AIM:
Update the records below by changing "pixel marker" to "pixel point" wherever it occurs, and write out every line again with nothing else altered.

TASK MATERIAL:
§

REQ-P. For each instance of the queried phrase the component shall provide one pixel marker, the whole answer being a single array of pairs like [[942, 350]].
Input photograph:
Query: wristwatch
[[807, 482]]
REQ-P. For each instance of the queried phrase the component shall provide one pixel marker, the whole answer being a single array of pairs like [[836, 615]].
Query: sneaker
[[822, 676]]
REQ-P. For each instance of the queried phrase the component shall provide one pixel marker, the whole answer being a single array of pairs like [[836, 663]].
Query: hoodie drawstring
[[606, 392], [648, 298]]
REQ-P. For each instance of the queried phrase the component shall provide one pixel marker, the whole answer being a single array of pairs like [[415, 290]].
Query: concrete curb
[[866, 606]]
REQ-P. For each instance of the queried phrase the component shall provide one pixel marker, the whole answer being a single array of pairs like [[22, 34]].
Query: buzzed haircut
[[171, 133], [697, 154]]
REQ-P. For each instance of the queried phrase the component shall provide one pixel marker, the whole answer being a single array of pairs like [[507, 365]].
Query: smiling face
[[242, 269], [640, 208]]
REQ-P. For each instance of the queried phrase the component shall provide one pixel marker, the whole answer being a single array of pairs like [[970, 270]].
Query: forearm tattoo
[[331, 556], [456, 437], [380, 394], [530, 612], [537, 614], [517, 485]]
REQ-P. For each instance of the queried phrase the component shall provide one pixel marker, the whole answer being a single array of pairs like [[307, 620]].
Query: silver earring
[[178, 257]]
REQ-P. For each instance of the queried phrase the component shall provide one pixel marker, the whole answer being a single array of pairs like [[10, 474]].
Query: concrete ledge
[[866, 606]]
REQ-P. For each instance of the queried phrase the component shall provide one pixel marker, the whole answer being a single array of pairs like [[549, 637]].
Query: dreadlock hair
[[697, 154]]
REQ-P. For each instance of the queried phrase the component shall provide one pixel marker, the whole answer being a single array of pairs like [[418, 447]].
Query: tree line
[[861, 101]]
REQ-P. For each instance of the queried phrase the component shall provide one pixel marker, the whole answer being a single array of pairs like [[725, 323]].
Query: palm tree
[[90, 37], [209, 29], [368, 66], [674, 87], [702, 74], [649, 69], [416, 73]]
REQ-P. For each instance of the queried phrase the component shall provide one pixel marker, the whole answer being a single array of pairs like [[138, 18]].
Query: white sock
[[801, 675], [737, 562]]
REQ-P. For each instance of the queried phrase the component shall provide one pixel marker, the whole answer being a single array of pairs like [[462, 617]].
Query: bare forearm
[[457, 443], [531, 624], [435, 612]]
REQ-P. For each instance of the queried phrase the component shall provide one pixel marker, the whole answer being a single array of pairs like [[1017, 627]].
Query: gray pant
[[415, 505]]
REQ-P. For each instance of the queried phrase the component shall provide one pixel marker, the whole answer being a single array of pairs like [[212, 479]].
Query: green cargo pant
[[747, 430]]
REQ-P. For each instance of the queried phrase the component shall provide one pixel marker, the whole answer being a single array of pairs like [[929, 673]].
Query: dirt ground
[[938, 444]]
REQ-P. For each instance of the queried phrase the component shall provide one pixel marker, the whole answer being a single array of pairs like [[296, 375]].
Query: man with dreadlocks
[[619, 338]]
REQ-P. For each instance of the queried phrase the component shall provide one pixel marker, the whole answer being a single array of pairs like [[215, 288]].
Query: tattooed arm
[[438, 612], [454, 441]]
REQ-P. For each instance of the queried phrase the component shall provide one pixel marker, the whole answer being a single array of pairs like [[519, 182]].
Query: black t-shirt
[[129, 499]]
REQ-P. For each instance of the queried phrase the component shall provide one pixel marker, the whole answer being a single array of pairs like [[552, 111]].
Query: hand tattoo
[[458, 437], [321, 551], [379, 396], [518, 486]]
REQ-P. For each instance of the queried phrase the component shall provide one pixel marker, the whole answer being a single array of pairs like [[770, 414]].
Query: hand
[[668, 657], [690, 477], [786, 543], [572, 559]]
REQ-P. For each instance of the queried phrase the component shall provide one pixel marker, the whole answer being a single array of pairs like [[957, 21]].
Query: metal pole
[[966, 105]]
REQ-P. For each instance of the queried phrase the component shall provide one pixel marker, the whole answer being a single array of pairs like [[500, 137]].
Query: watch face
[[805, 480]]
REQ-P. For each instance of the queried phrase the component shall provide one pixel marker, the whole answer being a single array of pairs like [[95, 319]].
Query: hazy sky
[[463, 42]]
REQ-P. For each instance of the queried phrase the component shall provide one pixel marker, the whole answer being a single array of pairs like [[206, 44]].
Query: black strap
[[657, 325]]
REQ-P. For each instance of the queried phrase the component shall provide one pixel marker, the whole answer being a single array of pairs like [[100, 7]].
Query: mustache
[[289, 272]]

§

WRITTEN ANSWER:
REQ-P. For each instance of the queried phrase the component shall provide one pixel point, the whole answer being a single array of pairs like [[942, 350]].
Input photograph:
Query: wristwatch
[[807, 482]]
REQ-P. For each instance of the queried phrase the component shall provide one pixel point, the whole answer being a single array of pairs like [[836, 615]].
Query: sneaker
[[822, 676]]
REQ-P. For each instance of the queried phrase the component shall provide one pixel point, the whole answer being a single array of pairs like [[836, 663]].
Query: hoodie drawstring
[[606, 392], [648, 298]]
REQ-P. For each instance of the queried phrase the component shall provide one pixel point, the whole answer being a single array of pairs like [[415, 290]].
Query: concrete curb
[[866, 606]]
REQ-P. For each instance of the queried phrase the component shall provide one pixel point, the whole answer being a single array of pairs like [[22, 34]].
Query: buzzed haircut
[[171, 133], [697, 154]]
REQ-P. For each instance of the queried phrase the component shall provide one pixel point, the whole answer being a single array of pairs like [[507, 365]].
Query: smiling face
[[242, 269], [640, 208]]
REQ-P. For each instance of the queried phrase the component shall provide one pixel point, the whole answer being a single array of pairs like [[970, 270]].
Query: forearm tattoo
[[331, 556], [456, 437], [380, 394], [530, 612], [537, 614], [517, 485]]
REQ-P. For each instance of the queried phrase the component shall provide one pixel point, the whole answer being a single array of pairs like [[307, 620]].
Query: silver earring
[[178, 257]]
REQ-P. For each instance of the queried phrase the component shall provide one pixel point, the whole answer being a single array of pairs like [[10, 474]].
Query: concrete ledge
[[866, 606]]
REQ-P. For each instance of the queried phrase the component shall provide one pixel point, the whole answer being a single array of pairs like [[549, 637]].
Query: dreadlock hair
[[697, 154]]
REQ-P. For each instance of the queried phrase the component shall provide one pixel point, the whole answer being a single array of pairs like [[418, 447]].
Query: tree line
[[861, 101]]
REQ-P. For each instance of the queried phrase the component shall provide one pixel point, the whole answer being a single array of pairs like [[725, 323]].
Query: palm tree
[[90, 37], [209, 29], [368, 66], [674, 87], [702, 74], [649, 69], [416, 73]]
REQ-P. For each instance of the queried phrase the component shall provide one pixel point, the whole answer being a single array of pairs like [[138, 18]].
Query: white sock
[[801, 675], [737, 562]]
REQ-P. For each instance of the queried phrase the component shall provide one pixel point, the whole answer being a single array of pairs like [[462, 617]].
Query: bare forearm
[[457, 443], [531, 624], [435, 612]]
REQ-P. For each instance of the queried phrase the component shall provide one pixel point, the whole answer being a single array of pairs like [[1017, 627]].
Query: gray pant
[[415, 505]]
REQ-P. For each instance of the queried phrase the component shall provide one pixel point, the whole answer being a single array of pairs like [[212, 479]].
Query: green cargo pant
[[747, 430]]
REQ-P. For each instance of the queried phrase the component shall provide one pixel point, the whole answer being a single array of pairs like [[929, 673]].
Query: dirt ground
[[938, 444]]
REQ-P. For each instance of the queried phrase the component shall provide one pixel point, the whole answer being a single array of pairs like [[296, 375]].
Query: man with dreadlocks
[[619, 338]]
REQ-P. For each instance of the queried phrase the component shall provide one pixel point, the whole answer being a single array of pairs like [[215, 288]].
Query: tattooed arm
[[438, 612], [454, 441]]
REQ-P. For each instance of the queried phrase the component shall provide one pixel point, the whole answer being a single array of pairs like [[519, 182]].
Query: black t-shirt
[[129, 499]]
REQ-P. For each instance of the queried phrase the component shall provide one pixel point, the whole answer being a single array of pairs like [[552, 111]].
Query: hand tattoo
[[458, 437], [321, 551], [379, 396], [518, 486]]
REQ-P. For each instance of the queried phrase the component shall provide one pixel point, the whole answer being a single array of pairs like [[770, 414]].
Query: hand
[[668, 657], [690, 477], [786, 543], [572, 559]]
REQ-P. For each instance of the queried phrase the component shall provide one pixel point, the whole answer being a single array of pairs like [[957, 21]].
Query: metal pole
[[966, 105]]
REQ-P. For each instance of the queried phrase the component shall provide one pixel point, the whole answer being a single array of pairs like [[500, 137]].
Query: watch face
[[805, 480]]
REQ-P. For each instance of the queried phrase the component shall provide one pixel point, the whole answer being a single array of pairs like [[95, 319]].
Query: hazy sky
[[463, 42]]
REQ-P. For each instance of the queried phrase the component shall provide one pixel point, the whole answer being a single array of pairs like [[206, 44]].
Query: black strap
[[657, 325]]
REQ-P. For each instance of the queried phrase the component shall provide one pixel point, the whole answer being a single array of pairs like [[100, 7]].
Query: mustache
[[289, 272]]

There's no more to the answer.